**Instruction:**
Please write out every line of the records below again, requests included, adding -53 to each coordinate value in the answers.

**Given data:**
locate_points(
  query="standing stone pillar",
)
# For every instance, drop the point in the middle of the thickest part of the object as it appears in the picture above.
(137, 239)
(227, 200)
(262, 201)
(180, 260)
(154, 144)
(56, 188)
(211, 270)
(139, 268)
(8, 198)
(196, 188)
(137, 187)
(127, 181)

**Exercise result:**
locate_points(
  query="standing stone pillar",
)
# For every instance, drop the point in the middle of the thickest part of the object as it appears in the picture above.
(84, 186)
(174, 147)
(209, 148)
(127, 207)
(101, 91)
(3, 135)
(158, 217)
(86, 215)
(-45, 145)
(143, 135)
(84, 134)
(74, 128)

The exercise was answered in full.